#### Source records

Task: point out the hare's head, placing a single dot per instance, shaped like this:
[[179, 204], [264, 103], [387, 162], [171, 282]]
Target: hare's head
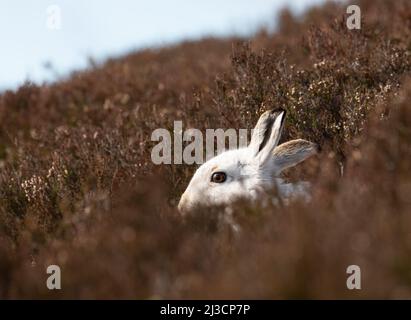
[[245, 172]]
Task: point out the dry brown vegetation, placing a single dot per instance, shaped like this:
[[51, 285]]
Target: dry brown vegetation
[[78, 187]]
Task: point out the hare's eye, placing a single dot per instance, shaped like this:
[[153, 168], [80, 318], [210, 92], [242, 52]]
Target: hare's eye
[[218, 177]]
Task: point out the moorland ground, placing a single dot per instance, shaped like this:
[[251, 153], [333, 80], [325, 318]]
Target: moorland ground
[[78, 187]]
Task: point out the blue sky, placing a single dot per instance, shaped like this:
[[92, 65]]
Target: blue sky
[[107, 28]]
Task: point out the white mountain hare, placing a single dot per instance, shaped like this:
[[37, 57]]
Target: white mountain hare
[[247, 172]]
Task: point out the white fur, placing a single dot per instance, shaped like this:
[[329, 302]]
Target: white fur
[[251, 170]]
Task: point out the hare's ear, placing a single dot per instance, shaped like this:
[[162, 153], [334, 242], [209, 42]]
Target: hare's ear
[[266, 134], [293, 152]]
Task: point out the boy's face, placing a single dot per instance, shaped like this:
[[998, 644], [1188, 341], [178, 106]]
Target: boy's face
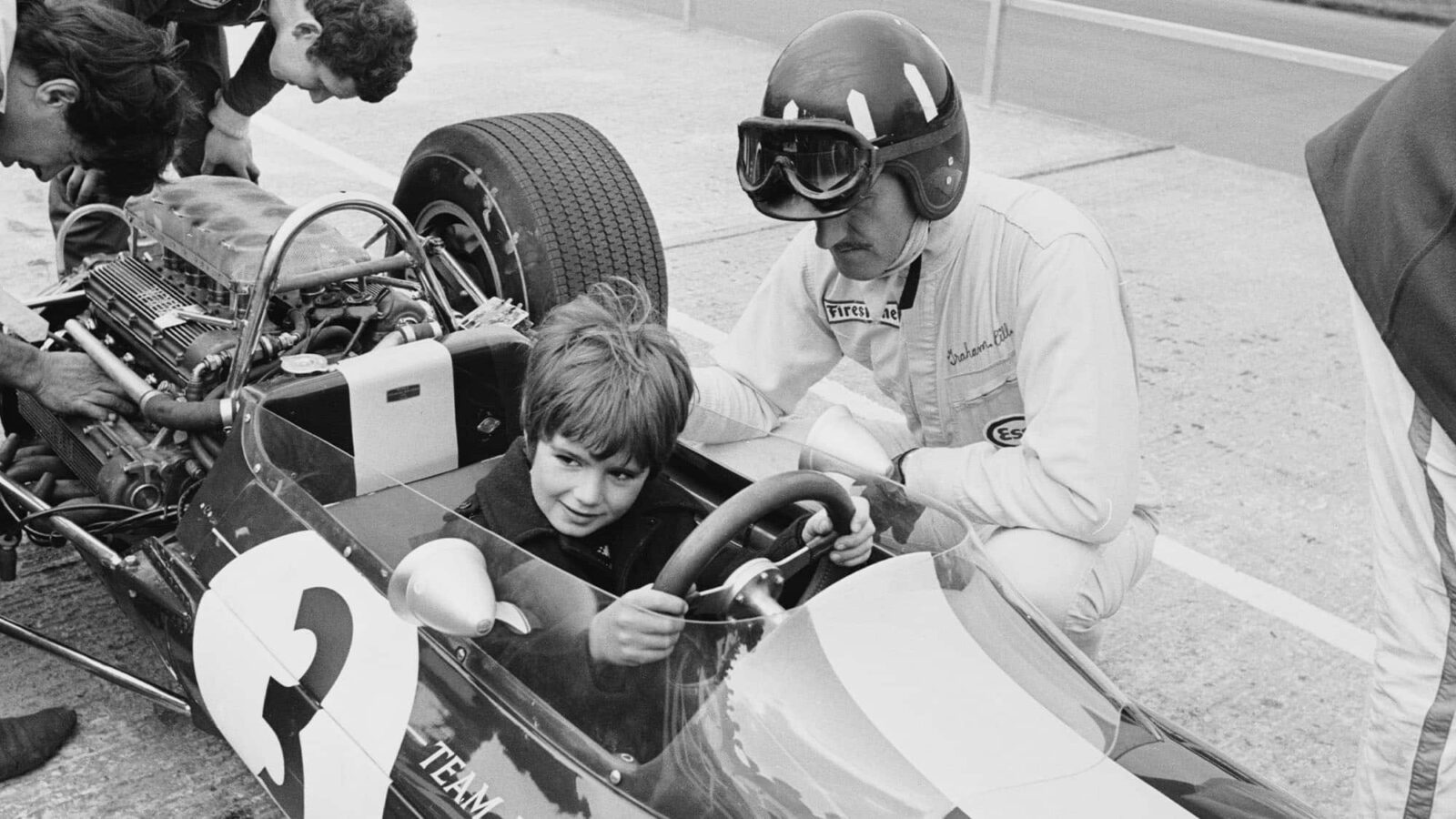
[[580, 494]]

########

▸ **What this task involves**: Transcribe all entries above exactly. Omit the pictures.

▸ **Response area**:
Task: point out the hare's head, placing a single dot per instance, shaped like this:
[[179, 204], [264, 103], [387, 162], [171, 282]]
Target: hare's head
[[245, 172]]
Task: point out the dry brown vegetation, placing a single dot per instance, shaped like this:
[[51, 285]]
Target: dry brown vegetation
[[78, 187]]
Task: point out the hare's eye, placing a single dot per instance, shaped like this:
[[153, 168], [80, 318], [210, 92], [242, 52]]
Target: hare's eye
[[218, 177]]
Task: point out the moorland ground, placing a single dot per instance, shaped like this:
[[251, 153], [333, 80], [325, 318]]
Target: moorland ground
[[78, 187]]
Task: point out the blue sky, placing a single dot per instance, shaped like this:
[[92, 65]]
Target: blue sky
[[107, 28]]
Task: point out the white mountain hare, placing a single dot per instance, shaped like this:
[[37, 57]]
Target: white mountain hare
[[247, 172]]
Task: point out the white fur, placing a single dot per instance, shaped like this:
[[329, 302]]
Target: white fur
[[251, 170]]
Task: point out the hare's ear, placing a single dot per instance, shaped like this:
[[162, 153], [334, 242], [209, 42]]
Target: hare's ear
[[266, 134], [293, 152]]
Task: point out the boy's face, placing a single dot per instance, shaped like this:
[[998, 644], [1188, 341], [178, 106]]
Target: boy's face
[[580, 494]]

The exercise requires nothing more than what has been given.